::: Records supplied :::

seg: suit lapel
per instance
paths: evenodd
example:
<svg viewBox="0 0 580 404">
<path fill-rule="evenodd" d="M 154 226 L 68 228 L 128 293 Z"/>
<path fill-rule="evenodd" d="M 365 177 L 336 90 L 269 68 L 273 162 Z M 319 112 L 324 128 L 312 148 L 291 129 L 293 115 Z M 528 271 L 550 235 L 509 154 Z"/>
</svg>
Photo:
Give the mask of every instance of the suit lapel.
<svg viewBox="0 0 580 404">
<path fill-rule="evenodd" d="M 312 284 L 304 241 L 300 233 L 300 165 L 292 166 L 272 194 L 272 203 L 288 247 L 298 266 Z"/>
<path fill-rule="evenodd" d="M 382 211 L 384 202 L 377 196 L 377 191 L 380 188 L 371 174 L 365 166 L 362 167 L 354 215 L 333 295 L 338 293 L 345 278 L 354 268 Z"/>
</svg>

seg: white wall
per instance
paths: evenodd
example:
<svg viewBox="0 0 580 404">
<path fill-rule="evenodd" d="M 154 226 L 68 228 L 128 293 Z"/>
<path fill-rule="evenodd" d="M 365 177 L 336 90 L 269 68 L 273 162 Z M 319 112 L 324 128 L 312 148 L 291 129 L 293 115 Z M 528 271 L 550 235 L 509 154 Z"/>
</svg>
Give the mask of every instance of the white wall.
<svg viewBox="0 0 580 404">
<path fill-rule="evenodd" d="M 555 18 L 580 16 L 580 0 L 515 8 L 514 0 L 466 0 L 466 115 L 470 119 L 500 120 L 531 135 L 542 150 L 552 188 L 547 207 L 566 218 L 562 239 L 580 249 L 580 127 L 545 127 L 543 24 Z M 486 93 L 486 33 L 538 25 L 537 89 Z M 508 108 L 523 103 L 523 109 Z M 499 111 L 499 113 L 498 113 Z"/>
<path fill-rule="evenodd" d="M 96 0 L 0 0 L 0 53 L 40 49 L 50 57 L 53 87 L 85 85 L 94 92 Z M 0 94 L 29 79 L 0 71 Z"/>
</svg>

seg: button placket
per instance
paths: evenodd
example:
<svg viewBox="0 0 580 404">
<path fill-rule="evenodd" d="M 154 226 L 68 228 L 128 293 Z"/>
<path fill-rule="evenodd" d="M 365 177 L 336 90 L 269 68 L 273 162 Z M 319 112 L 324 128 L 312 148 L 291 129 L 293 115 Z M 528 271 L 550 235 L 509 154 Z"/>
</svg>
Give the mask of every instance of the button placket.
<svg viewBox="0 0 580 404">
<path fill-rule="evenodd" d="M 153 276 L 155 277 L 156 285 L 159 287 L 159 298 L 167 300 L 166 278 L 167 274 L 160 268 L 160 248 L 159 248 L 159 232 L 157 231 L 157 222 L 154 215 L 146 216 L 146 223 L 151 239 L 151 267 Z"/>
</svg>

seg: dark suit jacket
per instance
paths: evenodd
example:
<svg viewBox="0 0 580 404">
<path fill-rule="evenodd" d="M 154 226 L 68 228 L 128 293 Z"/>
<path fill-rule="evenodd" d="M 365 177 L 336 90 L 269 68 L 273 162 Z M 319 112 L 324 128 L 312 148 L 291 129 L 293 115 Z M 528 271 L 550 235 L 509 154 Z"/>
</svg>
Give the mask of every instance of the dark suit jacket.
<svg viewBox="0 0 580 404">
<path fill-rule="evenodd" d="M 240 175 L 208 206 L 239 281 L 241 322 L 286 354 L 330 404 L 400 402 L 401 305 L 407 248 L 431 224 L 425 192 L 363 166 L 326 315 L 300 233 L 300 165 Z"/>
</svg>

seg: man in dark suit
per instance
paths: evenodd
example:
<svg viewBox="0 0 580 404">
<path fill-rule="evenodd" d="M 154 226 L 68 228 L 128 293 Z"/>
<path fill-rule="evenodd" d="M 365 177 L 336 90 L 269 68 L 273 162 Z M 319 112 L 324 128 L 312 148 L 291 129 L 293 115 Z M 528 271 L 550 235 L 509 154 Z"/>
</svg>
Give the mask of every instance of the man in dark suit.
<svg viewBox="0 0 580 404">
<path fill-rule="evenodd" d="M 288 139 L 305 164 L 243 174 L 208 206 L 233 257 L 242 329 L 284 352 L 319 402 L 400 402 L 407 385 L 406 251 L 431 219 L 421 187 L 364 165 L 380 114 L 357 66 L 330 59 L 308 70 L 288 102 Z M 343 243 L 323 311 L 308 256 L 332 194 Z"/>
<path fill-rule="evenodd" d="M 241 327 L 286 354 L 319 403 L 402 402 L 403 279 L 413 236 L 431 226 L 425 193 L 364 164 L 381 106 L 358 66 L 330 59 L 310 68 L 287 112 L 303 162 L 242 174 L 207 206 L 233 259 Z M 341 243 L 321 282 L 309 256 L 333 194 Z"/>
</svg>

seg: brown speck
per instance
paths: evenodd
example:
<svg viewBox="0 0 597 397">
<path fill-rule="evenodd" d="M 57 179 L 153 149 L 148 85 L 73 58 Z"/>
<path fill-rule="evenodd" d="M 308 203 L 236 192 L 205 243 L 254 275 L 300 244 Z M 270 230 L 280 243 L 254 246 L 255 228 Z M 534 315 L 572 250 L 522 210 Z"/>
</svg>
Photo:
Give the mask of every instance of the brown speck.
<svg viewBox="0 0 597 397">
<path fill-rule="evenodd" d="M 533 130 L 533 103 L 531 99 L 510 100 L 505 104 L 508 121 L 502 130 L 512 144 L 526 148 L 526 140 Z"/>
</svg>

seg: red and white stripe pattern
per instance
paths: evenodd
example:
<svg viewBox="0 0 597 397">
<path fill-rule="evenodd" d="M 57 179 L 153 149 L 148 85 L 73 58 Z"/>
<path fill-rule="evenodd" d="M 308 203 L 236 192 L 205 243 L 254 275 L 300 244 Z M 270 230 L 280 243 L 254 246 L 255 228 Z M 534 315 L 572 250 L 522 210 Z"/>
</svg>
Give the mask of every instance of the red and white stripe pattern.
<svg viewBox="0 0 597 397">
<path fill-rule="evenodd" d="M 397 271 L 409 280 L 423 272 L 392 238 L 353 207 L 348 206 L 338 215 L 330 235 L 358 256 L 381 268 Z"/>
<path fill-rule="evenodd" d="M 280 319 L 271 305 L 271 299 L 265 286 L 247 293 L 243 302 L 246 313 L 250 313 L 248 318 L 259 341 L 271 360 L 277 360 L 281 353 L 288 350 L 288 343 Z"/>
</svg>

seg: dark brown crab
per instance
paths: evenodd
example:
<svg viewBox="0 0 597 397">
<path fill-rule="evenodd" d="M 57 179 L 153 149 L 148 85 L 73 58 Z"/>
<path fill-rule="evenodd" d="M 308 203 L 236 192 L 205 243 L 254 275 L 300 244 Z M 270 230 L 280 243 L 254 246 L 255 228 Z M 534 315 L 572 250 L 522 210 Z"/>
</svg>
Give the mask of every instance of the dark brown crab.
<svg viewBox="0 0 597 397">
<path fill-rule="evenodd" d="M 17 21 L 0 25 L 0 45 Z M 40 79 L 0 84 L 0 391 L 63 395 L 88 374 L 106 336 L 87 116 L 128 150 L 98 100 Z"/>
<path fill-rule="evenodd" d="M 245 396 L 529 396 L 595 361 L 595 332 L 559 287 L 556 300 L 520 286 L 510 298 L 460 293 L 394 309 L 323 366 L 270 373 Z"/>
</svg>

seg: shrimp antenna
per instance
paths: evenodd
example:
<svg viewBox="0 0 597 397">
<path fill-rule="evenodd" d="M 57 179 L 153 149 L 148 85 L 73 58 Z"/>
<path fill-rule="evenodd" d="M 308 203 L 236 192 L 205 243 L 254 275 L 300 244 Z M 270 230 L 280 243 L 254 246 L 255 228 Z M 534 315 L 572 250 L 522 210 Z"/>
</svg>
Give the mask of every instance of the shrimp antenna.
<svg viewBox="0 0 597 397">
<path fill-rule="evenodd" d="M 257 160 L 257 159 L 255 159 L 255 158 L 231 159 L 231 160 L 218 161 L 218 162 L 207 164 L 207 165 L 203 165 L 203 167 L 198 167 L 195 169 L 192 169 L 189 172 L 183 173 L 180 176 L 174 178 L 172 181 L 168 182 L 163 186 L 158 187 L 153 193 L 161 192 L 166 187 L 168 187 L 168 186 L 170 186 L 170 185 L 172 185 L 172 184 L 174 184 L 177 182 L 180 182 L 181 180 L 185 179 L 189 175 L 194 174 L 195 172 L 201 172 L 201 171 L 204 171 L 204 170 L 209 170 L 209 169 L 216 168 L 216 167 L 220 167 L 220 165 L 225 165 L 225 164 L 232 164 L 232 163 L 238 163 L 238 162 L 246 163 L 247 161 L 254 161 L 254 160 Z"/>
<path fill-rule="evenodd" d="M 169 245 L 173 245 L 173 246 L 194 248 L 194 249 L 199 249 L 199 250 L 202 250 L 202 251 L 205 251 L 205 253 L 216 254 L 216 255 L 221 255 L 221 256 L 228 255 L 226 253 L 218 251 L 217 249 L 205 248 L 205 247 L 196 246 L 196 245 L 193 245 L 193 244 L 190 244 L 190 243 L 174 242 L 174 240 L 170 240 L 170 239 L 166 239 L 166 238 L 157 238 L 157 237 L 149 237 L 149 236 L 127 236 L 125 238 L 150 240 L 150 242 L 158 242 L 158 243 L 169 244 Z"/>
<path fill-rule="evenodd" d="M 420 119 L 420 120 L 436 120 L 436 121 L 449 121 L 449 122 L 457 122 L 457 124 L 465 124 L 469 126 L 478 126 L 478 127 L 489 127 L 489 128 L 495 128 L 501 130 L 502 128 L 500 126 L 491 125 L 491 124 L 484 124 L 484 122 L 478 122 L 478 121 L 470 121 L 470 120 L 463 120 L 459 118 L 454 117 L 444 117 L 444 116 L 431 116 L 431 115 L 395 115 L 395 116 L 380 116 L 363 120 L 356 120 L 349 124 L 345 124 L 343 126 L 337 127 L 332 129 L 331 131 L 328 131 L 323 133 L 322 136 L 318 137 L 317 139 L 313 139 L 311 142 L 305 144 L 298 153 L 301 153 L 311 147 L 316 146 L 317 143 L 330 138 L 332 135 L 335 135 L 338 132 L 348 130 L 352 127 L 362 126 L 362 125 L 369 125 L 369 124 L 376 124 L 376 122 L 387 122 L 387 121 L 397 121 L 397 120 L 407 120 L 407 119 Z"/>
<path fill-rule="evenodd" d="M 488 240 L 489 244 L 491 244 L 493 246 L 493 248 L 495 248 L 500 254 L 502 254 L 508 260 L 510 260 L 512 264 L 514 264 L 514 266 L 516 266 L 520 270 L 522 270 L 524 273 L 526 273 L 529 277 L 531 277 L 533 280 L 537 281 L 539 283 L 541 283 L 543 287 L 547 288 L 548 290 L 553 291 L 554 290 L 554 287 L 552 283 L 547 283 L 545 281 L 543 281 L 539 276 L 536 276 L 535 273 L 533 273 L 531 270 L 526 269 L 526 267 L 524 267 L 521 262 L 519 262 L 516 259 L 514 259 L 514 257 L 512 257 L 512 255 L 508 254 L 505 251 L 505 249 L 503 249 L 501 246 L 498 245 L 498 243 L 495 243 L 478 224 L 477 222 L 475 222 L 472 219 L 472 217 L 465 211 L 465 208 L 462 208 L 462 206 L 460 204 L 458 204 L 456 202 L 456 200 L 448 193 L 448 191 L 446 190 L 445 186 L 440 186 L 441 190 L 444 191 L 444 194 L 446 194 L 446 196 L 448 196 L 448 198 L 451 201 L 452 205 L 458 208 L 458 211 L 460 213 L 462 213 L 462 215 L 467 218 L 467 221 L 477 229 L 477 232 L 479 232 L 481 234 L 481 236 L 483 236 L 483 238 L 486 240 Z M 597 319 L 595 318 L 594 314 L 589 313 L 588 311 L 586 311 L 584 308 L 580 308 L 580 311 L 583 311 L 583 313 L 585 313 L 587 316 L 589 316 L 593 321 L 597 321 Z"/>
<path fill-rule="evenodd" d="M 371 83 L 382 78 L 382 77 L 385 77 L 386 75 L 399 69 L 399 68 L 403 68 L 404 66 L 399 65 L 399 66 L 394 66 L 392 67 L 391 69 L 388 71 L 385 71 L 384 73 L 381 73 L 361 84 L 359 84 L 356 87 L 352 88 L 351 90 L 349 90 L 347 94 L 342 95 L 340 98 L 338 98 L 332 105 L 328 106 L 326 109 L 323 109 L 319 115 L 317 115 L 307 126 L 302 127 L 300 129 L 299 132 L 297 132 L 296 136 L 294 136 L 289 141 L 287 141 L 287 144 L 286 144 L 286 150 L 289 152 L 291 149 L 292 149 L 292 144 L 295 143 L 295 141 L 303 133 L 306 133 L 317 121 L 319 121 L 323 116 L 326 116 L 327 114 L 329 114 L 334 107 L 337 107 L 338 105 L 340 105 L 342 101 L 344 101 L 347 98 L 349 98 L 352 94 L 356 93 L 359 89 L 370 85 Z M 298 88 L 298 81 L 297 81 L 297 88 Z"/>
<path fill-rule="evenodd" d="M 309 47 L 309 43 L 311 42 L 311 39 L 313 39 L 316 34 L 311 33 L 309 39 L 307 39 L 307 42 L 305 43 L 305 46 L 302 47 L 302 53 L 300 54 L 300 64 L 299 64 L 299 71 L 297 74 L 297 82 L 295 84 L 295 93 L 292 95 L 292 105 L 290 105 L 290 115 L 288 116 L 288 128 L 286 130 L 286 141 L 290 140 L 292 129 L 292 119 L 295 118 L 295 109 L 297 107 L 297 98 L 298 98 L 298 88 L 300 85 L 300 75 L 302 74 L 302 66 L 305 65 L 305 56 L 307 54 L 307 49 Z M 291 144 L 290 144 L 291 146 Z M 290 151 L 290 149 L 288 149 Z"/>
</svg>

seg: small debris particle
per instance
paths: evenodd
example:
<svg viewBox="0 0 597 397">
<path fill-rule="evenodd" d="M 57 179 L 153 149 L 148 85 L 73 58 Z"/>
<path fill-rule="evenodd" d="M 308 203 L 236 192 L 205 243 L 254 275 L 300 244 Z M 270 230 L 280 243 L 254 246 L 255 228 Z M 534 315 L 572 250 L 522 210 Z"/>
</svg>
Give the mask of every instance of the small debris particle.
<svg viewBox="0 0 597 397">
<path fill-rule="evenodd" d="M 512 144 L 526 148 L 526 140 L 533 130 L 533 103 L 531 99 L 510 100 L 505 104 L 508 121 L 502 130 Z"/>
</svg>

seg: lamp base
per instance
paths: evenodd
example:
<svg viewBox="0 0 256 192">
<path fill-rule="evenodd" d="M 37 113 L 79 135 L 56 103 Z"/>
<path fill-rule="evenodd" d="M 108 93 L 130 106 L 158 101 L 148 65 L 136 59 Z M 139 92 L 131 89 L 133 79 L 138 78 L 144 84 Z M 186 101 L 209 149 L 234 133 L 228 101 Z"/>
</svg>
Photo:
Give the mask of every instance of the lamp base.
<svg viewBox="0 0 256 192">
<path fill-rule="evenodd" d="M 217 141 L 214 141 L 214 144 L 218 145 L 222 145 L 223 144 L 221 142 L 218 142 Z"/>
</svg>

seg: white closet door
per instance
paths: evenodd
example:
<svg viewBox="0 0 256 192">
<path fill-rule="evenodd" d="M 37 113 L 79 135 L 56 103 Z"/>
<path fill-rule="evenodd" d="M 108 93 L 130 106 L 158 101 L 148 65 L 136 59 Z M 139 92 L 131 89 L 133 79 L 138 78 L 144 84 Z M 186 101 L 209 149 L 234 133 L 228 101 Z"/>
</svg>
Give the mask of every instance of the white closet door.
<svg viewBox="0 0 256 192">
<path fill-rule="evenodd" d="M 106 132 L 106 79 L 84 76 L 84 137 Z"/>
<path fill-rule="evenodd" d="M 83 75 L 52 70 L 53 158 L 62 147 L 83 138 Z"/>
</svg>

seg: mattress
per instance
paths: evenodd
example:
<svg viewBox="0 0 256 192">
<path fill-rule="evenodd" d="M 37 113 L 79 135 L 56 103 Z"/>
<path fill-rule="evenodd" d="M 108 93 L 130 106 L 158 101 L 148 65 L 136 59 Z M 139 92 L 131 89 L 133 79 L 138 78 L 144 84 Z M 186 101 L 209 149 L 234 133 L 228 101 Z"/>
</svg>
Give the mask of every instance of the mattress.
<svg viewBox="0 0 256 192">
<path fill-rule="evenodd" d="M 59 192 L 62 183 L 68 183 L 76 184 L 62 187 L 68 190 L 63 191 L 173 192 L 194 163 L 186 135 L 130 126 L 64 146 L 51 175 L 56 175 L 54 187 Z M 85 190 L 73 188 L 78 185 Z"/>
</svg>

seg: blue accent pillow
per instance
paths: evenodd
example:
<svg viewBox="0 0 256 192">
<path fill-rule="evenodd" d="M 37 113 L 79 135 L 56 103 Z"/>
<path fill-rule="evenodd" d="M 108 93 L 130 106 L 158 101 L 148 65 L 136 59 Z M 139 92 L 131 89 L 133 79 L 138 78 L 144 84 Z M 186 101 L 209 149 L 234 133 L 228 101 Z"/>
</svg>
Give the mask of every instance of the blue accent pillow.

:::

▶ [Given request]:
Put the lines of the records into a Markdown table with the columns "No." and "Text". Begin at the first line and stop after the line that contains "312 284 L 304", leaving out any blank lines.

▶ [Exercise answer]:
| No. | Text |
|---|---|
| 1 | seg: suit lapel |
| 2 | per instance |
| 3 | paths: evenodd |
| 4 | example: |
| 5 | <svg viewBox="0 0 580 404"> |
| 6 | <path fill-rule="evenodd" d="M 154 226 L 68 228 L 128 293 Z"/> |
| 7 | <path fill-rule="evenodd" d="M 365 177 L 336 90 L 269 68 L 273 162 Z M 319 112 L 324 128 L 312 148 L 291 129 L 293 115 Z M 528 271 L 550 235 L 509 154 Z"/> |
| 8 | </svg> |
| 9 | Photo: |
| 10 | Give the mask of every instance of the suit lapel. |
| 11 | <svg viewBox="0 0 580 404"> |
| 12 | <path fill-rule="evenodd" d="M 312 284 L 304 241 L 300 233 L 300 165 L 292 166 L 272 194 L 272 203 L 288 247 L 298 266 Z"/> |